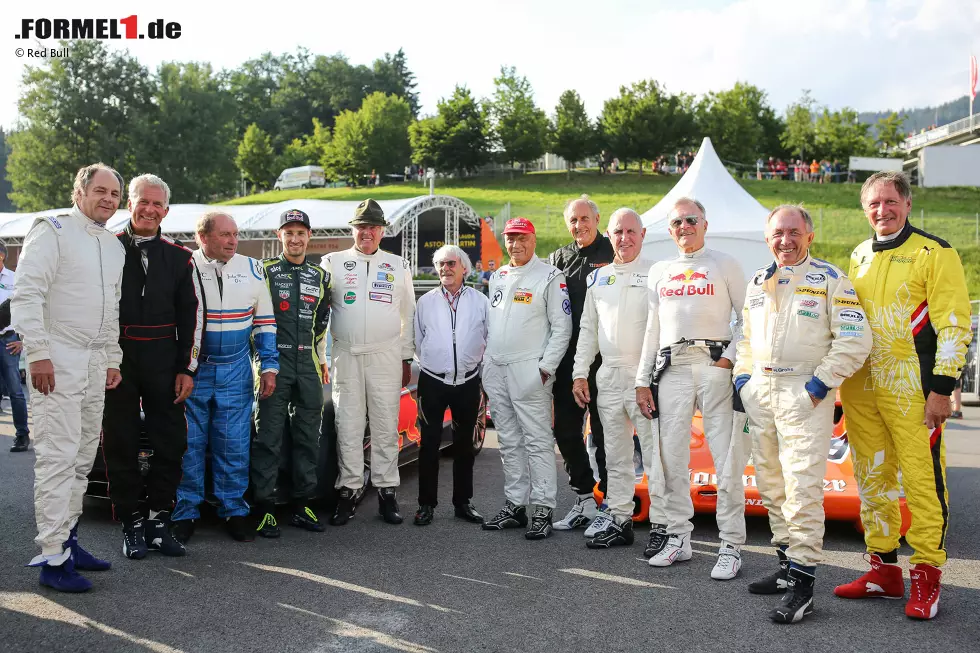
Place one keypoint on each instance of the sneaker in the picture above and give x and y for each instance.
(599, 524)
(183, 530)
(776, 582)
(582, 512)
(540, 526)
(239, 529)
(388, 505)
(884, 581)
(345, 507)
(619, 532)
(797, 602)
(134, 537)
(924, 594)
(268, 526)
(657, 542)
(159, 538)
(510, 516)
(728, 563)
(677, 549)
(304, 517)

• **Task details**
Retype the whole listing exactly. Do not include the pictures.

• **Completed task**
Place one keypoint on each instance of the sneaker in the picture above and give x and y for each instance.
(599, 524)
(183, 530)
(776, 582)
(582, 512)
(540, 526)
(239, 529)
(388, 505)
(884, 581)
(345, 507)
(619, 532)
(797, 602)
(134, 537)
(924, 594)
(268, 526)
(657, 542)
(159, 538)
(510, 516)
(728, 563)
(677, 549)
(304, 517)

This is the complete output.